• **Problem statement**
Please repeat all of the listing exactly.

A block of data
-- START --

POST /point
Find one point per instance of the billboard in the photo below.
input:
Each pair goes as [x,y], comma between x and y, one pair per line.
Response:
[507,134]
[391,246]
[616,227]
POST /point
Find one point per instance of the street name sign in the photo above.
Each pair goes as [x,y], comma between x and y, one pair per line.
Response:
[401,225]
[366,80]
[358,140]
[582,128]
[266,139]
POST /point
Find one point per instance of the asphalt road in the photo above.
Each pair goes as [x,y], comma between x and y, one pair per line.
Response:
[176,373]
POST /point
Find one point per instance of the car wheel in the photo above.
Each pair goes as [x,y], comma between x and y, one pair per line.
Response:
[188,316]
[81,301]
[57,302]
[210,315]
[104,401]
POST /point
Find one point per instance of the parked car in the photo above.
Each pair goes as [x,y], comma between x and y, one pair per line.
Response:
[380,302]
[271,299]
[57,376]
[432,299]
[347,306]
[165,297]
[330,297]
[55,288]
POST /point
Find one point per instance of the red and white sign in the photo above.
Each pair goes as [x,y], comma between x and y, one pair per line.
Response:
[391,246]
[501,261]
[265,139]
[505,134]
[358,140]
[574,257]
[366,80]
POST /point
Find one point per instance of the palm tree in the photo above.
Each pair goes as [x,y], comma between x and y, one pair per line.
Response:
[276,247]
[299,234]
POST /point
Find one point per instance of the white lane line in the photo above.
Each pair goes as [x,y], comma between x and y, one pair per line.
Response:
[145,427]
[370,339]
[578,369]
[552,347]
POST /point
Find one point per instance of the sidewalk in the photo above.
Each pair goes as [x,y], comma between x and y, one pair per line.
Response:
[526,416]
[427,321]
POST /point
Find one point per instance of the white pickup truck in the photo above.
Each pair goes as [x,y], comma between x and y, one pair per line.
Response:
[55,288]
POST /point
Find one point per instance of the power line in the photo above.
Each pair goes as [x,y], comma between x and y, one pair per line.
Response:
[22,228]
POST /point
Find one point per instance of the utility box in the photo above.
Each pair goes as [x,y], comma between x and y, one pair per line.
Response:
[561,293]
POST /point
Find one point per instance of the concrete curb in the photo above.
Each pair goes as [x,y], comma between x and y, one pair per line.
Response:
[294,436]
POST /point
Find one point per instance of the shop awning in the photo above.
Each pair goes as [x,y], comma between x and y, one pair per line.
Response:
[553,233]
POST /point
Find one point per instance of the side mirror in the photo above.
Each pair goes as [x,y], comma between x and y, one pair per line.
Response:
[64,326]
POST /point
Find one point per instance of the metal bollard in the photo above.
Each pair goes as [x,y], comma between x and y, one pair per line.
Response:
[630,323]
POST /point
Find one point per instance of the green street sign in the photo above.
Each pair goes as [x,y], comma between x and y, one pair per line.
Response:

-- END --

• **Complete output**
POST /point
Find one point per instance of the billboard in the photo below.
input:
Each pair goes as [x,y], comma between x and y, one pair per line.
Response:
[507,134]
[391,246]
[616,227]
POST /point
Find one point per instance of the street name sign in the photo above.
Each pair goes as [x,y], comma between x and y, one pair per line.
Response:
[401,225]
[366,80]
[358,140]
[582,128]
[266,139]
POST /point
Find one point per instance of the asphalt road in the photo above.
Each pair goes as [x,y], comma between x and y, one pair per line.
Response:
[176,373]
POST /point
Find one point per instance of the car wheel in the photo above.
Each pair goes as [x,y], comma between x and y, one pair per line.
Response:
[188,316]
[81,301]
[57,302]
[210,315]
[104,401]
POST /point
Find one point per instance of the parked car in the photo above.
Each pair goes as [x,y], comma between x and y, one pair per line.
Response:
[380,302]
[271,299]
[57,376]
[432,299]
[347,306]
[165,297]
[330,297]
[55,288]
POST /point
Find one point per instance of the red and white sign in the photo above.
Each pair goes as [x,y], comma between x and y, one pair per line.
Response:
[391,246]
[501,261]
[265,139]
[505,134]
[358,140]
[574,257]
[366,80]
POST /point
Find one point per instance of the palm tree in the photo above.
Each pair goes as [x,y], comma between x and y, one pair per line.
Response:
[276,247]
[299,234]
POST /point
Find one point per instance of the white lane line in the photo above.
Each pair goes as [x,y], comma between x and y, one pair per line.
Response:
[145,427]
[370,339]
[578,369]
[552,347]
POST /point
Find one point per instance of the sidewalk in the photo above.
Each pair goes as [x,y], comma between x and y, one pair per line.
Response:
[526,416]
[427,321]
POST /point
Find one point per instance of the white pickup truck in the photo above.
Each pair goes as [x,y], comma between x and y, one pair per line.
Response:
[55,288]
POST /point
Find one point per instance of the power line in the photo above.
Each pair goes as [x,y], comma between x and y, one pair per line.
Response:
[22,228]
POST /point
Find one point per instance of the utility box in the photo above.
Each pair goes as [x,y], comma between x and y, one pair per line.
Response:
[561,293]
POST /point
Find one point per instance of the concrete curb in the photo above.
Each pair goes as [x,y], comma between x and y, one pair per line.
Response:
[294,436]
POST /point
Find one point per instance of the shop awning in the photo above.
Each pair goes as [x,y], comma between x and y, one pair per line.
Response:
[553,233]
POST /point
Find one point per instance of the side mirror in the photo above.
Each pair goes as [x,y], comma between x and y, one pair per line.
Response:
[64,326]
POST /point
Find one point per instance of the metal bollard in the photo above.
Each pair goes as [x,y], comma between x and y, one pair per line.
Response:
[630,323]
POST /point
Find one point per instance of the green street sign in the photo above.
Each pair goes as [x,y], comma between x and y, one pair per line.
Response:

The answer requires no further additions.